#### [Requirement]
Print all of the data below word for word, leaving out the pictures.

#### [Information shown]
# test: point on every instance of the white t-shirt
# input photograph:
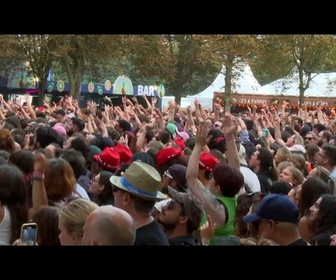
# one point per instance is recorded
(5, 227)
(80, 192)
(250, 179)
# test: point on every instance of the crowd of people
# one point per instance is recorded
(136, 175)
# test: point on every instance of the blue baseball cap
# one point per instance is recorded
(277, 207)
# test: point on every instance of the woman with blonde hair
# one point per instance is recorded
(292, 175)
(72, 219)
(281, 155)
(299, 161)
(323, 173)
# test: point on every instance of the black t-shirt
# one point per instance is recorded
(265, 182)
(151, 234)
(183, 241)
(299, 242)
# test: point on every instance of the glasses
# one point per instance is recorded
(259, 195)
(172, 205)
(319, 154)
(114, 189)
(93, 180)
(167, 174)
(256, 224)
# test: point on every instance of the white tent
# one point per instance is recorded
(323, 85)
(245, 83)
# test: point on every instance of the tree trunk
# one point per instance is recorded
(40, 95)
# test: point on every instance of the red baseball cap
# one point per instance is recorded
(124, 152)
(108, 159)
(167, 154)
(207, 161)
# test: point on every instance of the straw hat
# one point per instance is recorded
(140, 179)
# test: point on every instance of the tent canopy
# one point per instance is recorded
(245, 83)
(323, 85)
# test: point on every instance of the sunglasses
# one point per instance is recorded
(93, 180)
(256, 224)
(167, 174)
(171, 205)
(259, 195)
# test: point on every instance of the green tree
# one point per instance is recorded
(307, 54)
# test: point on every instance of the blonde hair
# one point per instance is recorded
(297, 175)
(298, 140)
(283, 154)
(74, 214)
(324, 174)
(298, 160)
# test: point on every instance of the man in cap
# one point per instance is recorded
(175, 177)
(136, 192)
(180, 217)
(277, 219)
(108, 225)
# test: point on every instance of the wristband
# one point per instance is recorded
(38, 178)
(230, 137)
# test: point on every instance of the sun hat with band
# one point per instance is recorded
(142, 180)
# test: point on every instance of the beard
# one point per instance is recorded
(166, 226)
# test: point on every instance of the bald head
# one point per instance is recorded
(108, 225)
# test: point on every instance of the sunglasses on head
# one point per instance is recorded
(259, 195)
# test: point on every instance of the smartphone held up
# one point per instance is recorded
(29, 234)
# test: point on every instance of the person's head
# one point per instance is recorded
(318, 127)
(276, 218)
(131, 193)
(217, 140)
(182, 213)
(281, 155)
(108, 159)
(76, 160)
(262, 162)
(101, 188)
(59, 179)
(280, 188)
(175, 177)
(13, 196)
(109, 225)
(207, 163)
(311, 190)
(244, 203)
(144, 157)
(291, 175)
(312, 150)
(295, 139)
(46, 219)
(323, 213)
(123, 126)
(72, 219)
(45, 135)
(6, 141)
(298, 161)
(310, 138)
(79, 143)
(327, 156)
(76, 126)
(226, 180)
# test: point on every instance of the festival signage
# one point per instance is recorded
(123, 86)
(20, 77)
(261, 100)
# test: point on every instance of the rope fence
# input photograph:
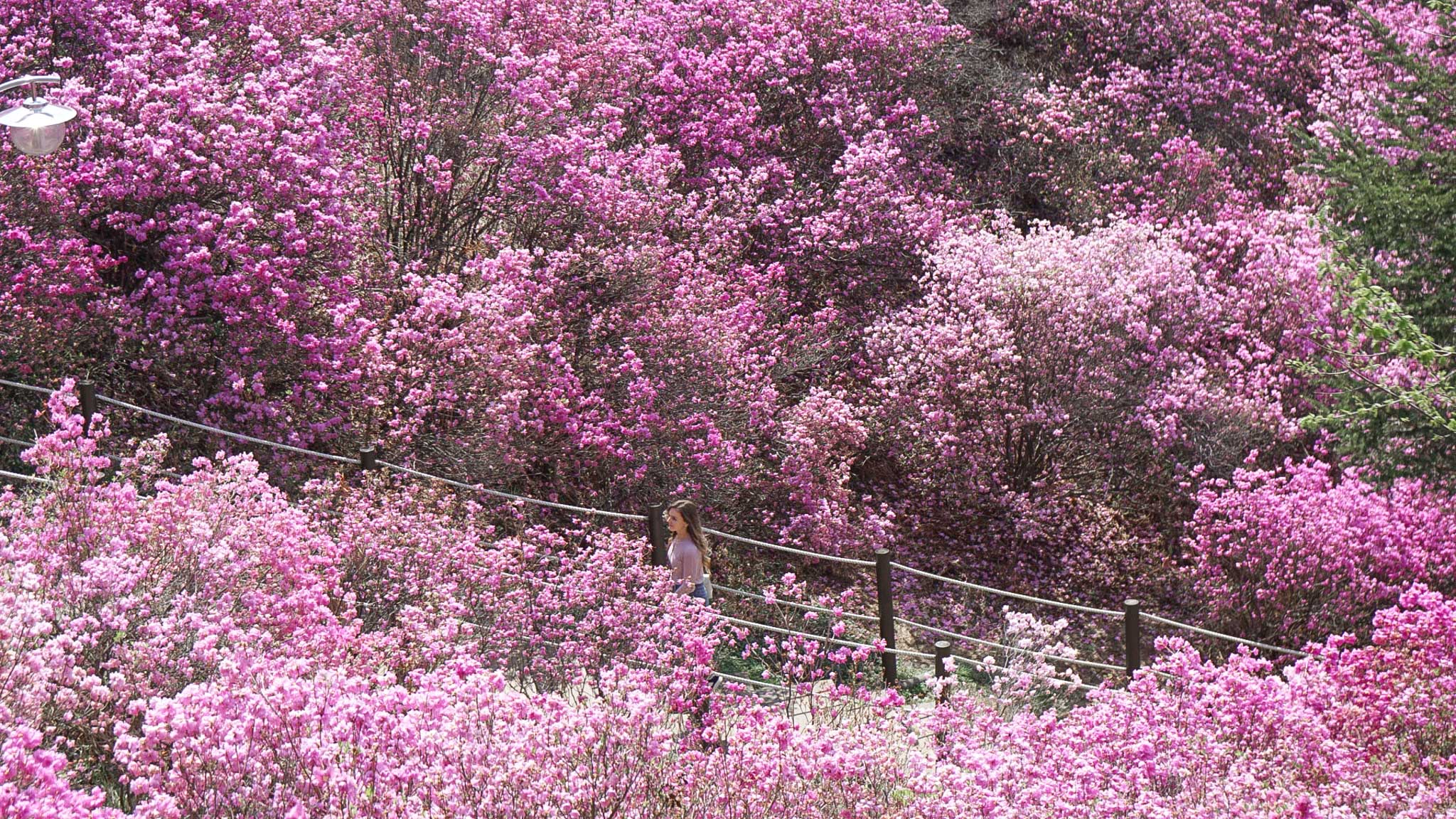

#### [Answer to the problem]
# test: point on every instance of the white t-shirt
# input photograph:
# one point per instance is recorded
(5, 227)
(80, 192)
(250, 179)
# test: point on every instance of the crowd of people
# one point per instance is recorded
(136, 175)
# test: point on every instance of the blue baseball cap
# one point per instance is recorded
(277, 207)
# test: point on every instance of the woman with blonde hair
# one point per instance is recorded
(292, 175)
(72, 219)
(281, 155)
(299, 161)
(323, 173)
# test: point on every instance of the black t-shirt
# one point per instance is recorded
(265, 182)
(151, 234)
(183, 241)
(299, 242)
# test: point on every instance of the glasses
# one point per instance is recorded
(259, 195)
(172, 205)
(319, 154)
(114, 189)
(93, 180)
(167, 174)
(256, 224)
# test: point on every instance of the white tent
# one point per instance is recorded
(323, 85)
(245, 83)
# test: point on every instance of the tree trunk
# one point per instance is recorded
(40, 95)
# test: point on every instance of the red baseball cap
# one point per instance is recorded
(124, 152)
(108, 159)
(167, 154)
(207, 161)
# test: point on every instance of the straw hat
# one point per instance is recorded
(140, 179)
# test: point on every instance of the tent canopy
# one point per instance is recorded
(245, 83)
(323, 85)
# test: point on every instance of the sunglasses
# one point per instance is recorded
(93, 180)
(256, 224)
(167, 174)
(171, 205)
(259, 195)
# test: point on every instance of the green tree
# one point per instance is recorded
(307, 54)
# test: point on every instance of the blonde hair
# one point per instance is recorded
(297, 175)
(298, 140)
(283, 154)
(74, 214)
(324, 174)
(298, 160)
# test: point on every instance of the man in cap
# one point per instance is recorded
(175, 177)
(136, 192)
(180, 217)
(277, 219)
(108, 225)
# test: point on every instance of the wristband
# one point per instance is recorded
(38, 178)
(230, 137)
# test: point on every instance of the sun hat with band
# one point per instance is recorded
(142, 180)
# test: point on every instance of the beard
# one point per instance is recorded
(166, 226)
# test: point on every instance of the bald head
# one point per instance is recorded
(108, 225)
# test: point on every instance of the sunglasses on head
# one point per instance is recorded
(259, 195)
# test: point on every instance of the smartphone held up
# one point per instance is recorded
(29, 234)
# test: point on every instance of the person's head
# one point per instance is recorded
(318, 127)
(276, 218)
(131, 193)
(217, 140)
(182, 213)
(281, 155)
(108, 159)
(76, 160)
(262, 162)
(101, 188)
(59, 179)
(280, 188)
(175, 177)
(13, 196)
(109, 225)
(207, 163)
(311, 190)
(244, 203)
(144, 157)
(291, 175)
(312, 150)
(295, 139)
(46, 219)
(323, 213)
(123, 126)
(72, 219)
(45, 135)
(6, 141)
(298, 161)
(310, 138)
(79, 143)
(327, 156)
(76, 126)
(226, 180)
# test: point on every instance of the festival signage
# one point per instance is recorded
(123, 86)
(20, 77)
(261, 100)
# test: point on every instance of the rope fence
# input photograph:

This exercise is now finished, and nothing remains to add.